Available records
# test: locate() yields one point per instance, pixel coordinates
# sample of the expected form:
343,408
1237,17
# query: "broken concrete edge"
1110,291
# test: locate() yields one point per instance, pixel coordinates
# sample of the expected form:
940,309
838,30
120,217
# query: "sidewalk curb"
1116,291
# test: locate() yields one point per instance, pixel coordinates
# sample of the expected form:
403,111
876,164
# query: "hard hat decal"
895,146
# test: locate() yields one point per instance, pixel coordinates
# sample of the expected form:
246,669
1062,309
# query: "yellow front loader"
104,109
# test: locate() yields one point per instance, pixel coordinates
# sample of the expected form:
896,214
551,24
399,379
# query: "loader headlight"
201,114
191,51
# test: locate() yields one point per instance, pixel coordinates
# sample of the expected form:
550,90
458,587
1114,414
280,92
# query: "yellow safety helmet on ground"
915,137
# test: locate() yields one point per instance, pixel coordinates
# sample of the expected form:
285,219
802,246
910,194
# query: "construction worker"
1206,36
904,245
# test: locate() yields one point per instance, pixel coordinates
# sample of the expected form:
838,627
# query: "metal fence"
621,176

What you need to do
Copy out the entries in full, exactly as they appear.

Output for this task
# test: locate() yields one point per instance, pixel coordinates
# sample of the expected form:
343,408
1237,17
# query: "broken concrete edge"
1110,291
# test: locate() yields one point per instance, pixel coordinates
# sample of the expected form:
940,309
838,30
120,217
# query: "sidewalk curb"
1116,291
# test: locate() yields one point per instance, pixel coordinates
# sample of the expected form:
403,111
876,164
# query: "hard hat decal"
895,146
# test: locate() yields one point per instance, pixel coordinates
# sample of the expected form:
246,669
1062,309
# query: "yellow front loader"
104,109
# test: locate() yields one point per instance, pixel coordinates
# sample of the expected form:
896,214
551,24
399,379
# query: "loader headlight"
201,114
191,51
# test: locate() yields one point per instance, pixel coordinates
# sample of the expected form:
550,90
458,587
1114,414
280,92
# query: "yellow safety helmet on ground"
915,137
# test: locate() yields one point per instance, pixel coordinates
# sample of the expected form:
285,219
802,246
910,194
# query: "construction worker"
1206,36
904,245
# test: locate() yields one point per instance, pixel coordinates
# sample of the expected form:
838,627
# query: "metal fence"
621,176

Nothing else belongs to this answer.